→ **SET PROBLEM**: Please count the lines in the data below that contain the word "underwater", treating uppercase and lowercase as different. Reply with the number alone.

→ **MATERIAL TO PROCESS**:
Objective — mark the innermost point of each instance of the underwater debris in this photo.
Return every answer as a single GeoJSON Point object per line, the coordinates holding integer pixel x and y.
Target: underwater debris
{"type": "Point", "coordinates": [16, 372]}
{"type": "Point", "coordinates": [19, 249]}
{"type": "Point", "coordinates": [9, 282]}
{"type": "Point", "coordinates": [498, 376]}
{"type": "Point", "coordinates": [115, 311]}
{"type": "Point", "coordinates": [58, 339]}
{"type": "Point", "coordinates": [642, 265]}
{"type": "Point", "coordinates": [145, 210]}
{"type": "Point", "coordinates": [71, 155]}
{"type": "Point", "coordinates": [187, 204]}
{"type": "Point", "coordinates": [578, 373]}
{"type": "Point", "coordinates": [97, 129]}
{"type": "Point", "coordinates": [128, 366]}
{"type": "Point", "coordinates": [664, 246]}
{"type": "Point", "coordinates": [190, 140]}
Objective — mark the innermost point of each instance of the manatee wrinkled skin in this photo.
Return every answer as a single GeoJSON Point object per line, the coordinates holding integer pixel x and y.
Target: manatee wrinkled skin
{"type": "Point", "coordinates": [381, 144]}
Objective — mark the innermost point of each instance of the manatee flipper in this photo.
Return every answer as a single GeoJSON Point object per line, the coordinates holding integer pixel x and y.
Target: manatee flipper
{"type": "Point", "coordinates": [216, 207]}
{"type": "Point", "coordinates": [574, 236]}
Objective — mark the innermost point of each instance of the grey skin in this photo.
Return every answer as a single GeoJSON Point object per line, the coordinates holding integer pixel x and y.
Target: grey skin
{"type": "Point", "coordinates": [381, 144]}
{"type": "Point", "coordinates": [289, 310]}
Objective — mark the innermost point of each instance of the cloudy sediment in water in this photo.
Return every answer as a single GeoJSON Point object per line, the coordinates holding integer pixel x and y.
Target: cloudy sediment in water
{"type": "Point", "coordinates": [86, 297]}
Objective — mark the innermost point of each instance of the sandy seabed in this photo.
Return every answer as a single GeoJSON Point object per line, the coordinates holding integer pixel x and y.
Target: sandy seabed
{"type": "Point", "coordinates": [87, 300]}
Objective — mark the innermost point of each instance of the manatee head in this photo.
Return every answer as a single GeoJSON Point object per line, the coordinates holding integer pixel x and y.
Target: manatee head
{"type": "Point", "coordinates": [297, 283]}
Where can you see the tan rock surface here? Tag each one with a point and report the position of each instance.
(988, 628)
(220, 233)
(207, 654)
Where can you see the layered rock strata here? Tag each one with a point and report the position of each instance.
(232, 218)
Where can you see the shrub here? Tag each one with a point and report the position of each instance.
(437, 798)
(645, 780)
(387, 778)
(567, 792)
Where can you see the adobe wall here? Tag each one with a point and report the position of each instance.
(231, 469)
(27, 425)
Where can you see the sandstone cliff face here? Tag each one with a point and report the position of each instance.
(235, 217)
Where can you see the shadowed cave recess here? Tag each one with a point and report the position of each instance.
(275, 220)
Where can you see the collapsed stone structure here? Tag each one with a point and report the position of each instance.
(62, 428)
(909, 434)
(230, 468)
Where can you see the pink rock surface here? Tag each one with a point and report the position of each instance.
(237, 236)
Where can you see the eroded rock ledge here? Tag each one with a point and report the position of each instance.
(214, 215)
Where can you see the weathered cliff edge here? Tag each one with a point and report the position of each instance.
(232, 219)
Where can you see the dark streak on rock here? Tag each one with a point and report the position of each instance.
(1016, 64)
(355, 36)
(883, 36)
* * *
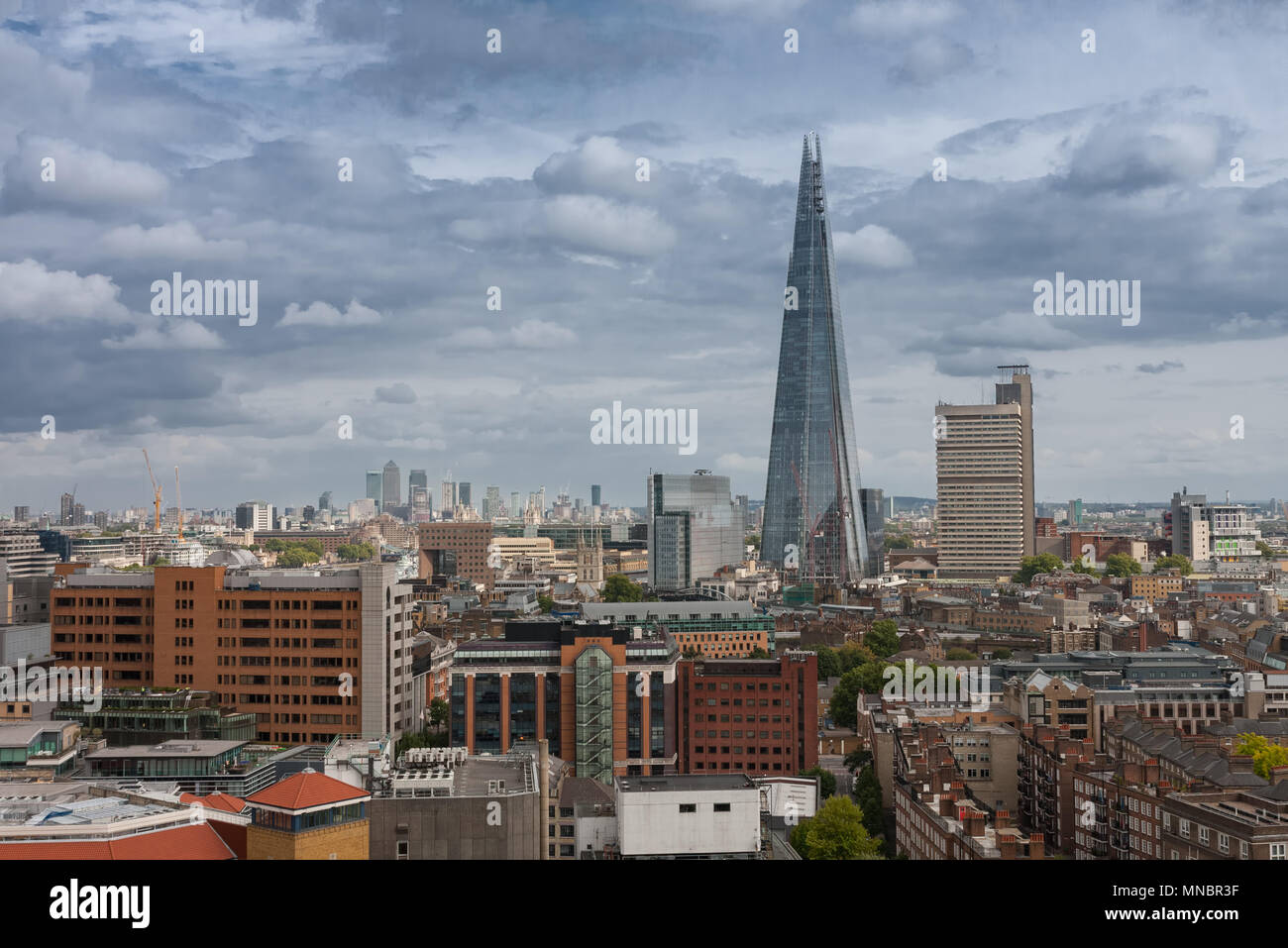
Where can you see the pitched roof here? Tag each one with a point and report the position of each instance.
...
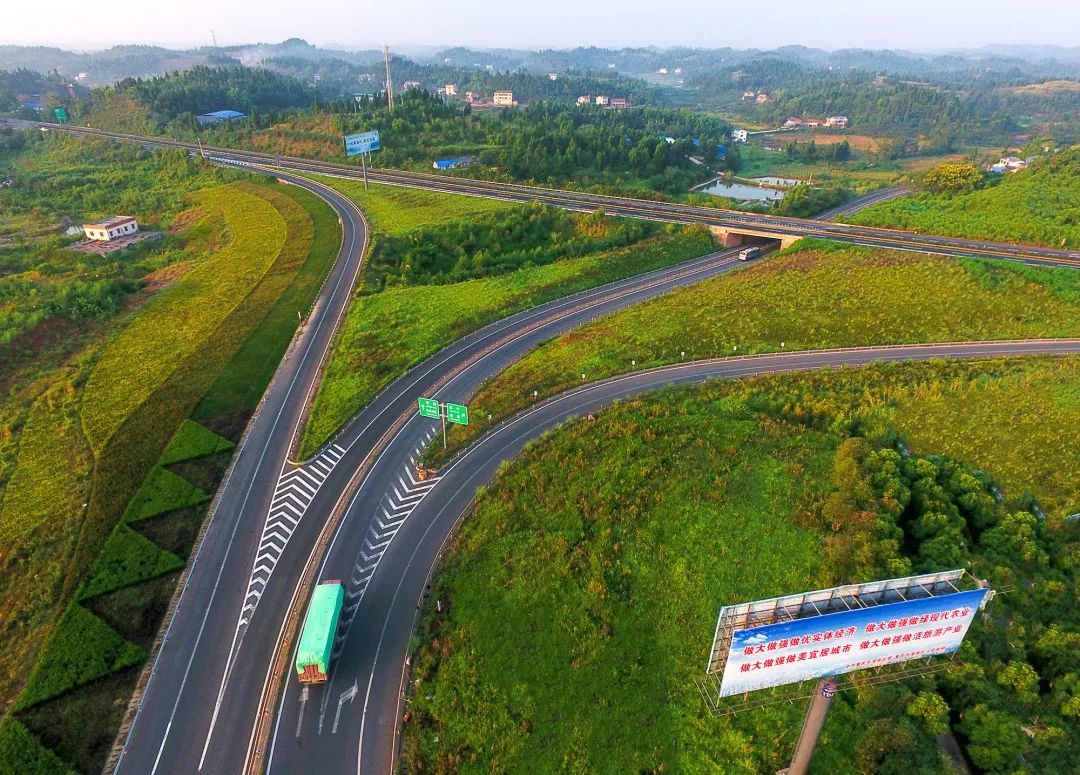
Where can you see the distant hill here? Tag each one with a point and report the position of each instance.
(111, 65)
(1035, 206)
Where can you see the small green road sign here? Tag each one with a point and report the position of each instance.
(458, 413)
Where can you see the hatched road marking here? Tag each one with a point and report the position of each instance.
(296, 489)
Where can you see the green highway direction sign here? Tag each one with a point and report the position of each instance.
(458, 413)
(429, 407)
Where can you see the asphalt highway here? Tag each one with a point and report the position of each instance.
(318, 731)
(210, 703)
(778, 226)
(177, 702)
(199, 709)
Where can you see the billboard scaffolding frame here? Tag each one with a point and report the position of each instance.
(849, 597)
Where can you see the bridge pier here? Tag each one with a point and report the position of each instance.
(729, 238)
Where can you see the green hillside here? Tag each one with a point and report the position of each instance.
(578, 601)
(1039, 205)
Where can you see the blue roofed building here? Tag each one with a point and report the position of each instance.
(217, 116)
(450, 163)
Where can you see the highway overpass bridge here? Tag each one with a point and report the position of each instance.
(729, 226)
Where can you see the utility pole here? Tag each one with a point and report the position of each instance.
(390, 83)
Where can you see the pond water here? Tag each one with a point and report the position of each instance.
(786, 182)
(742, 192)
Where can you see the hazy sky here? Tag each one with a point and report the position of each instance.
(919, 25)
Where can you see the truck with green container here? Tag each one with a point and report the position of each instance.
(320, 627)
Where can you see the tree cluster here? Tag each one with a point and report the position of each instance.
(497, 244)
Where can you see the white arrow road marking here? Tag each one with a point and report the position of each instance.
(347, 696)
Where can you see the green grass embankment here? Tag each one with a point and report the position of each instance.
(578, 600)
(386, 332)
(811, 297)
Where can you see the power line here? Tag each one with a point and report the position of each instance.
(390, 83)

→ **SOLVED EXERCISE**: 2